Is the 3× worth it?¶
The honest answer for most readers is yes. Three things put the gap in perspective.
1. 8 572 rps is already a lot¶
| Producer config | Records/day | Records/month |
|---|---|---|
aiokpl confirmed @ 8 572 rps |
741 M / day | 22 B / month |
aws-kinesis-agg + boto3 @ 28 960 rps |
2.5 B / day | 75 B / month |
At 200-byte records, 8 572 rps is ~1.7 MB/s sustained from one Python process. To find a workload where that cap is the bottleneck, you need to be doing one of:
- Streaming telemetry from a fleet of millions of devices.
- Ingesting logs from an entire org's microservice mesh.
- Already designing producer-side sharding (Kafka-style).
For webhooks, transactional events, audit logs, analytics, app telemetry, observability pipelines — 8 572 rps is headroom, not a ceiling.
2. The 3× is the worst case (kinesis-mock has no network)¶
kinesis-mock is loopback HTTPS with negligible per-call latency. That
amplifies the gap between "encode + 1 call" (aws-kinesis-agg) and
"encode + pipeline + outcomes" (aiokpl). On real AWS each
PutRecords round-trip is ~10-50 ms, and that's the same cost for
both variants. What differs is the per-record bookkeeping aiokpl does
outside the HTTP path — task switches measured in microseconds,
dominated by AWS network latency.
Expect the gap to compress to roughly 1.3-1.5× against real AWS.

Provided information –
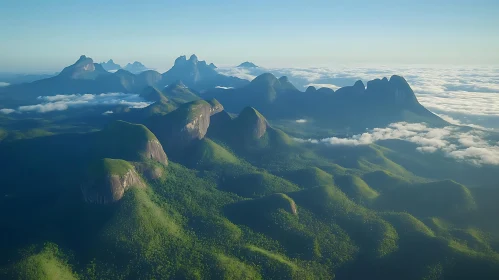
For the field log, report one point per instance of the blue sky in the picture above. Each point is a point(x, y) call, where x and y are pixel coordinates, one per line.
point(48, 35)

---

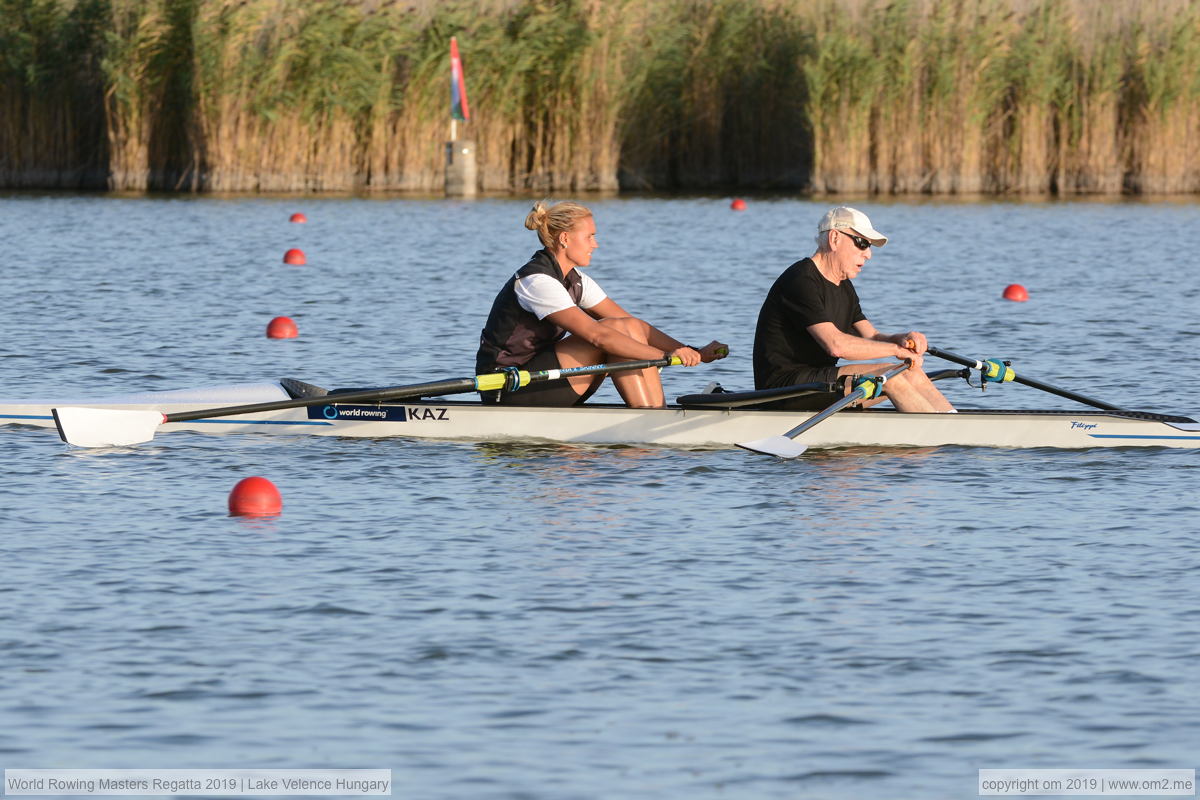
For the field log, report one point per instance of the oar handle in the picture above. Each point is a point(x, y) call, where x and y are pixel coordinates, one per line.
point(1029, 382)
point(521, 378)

Exercise requirements –
Name every workload that the Kinesis producer benchmark text says has headroom, not a ceiling, at 8 572 rps.

Answer to this problem –
- Webhooks
- Transactional events
- Audit logs
- Analytics
- App telemetry
- Observability pipelines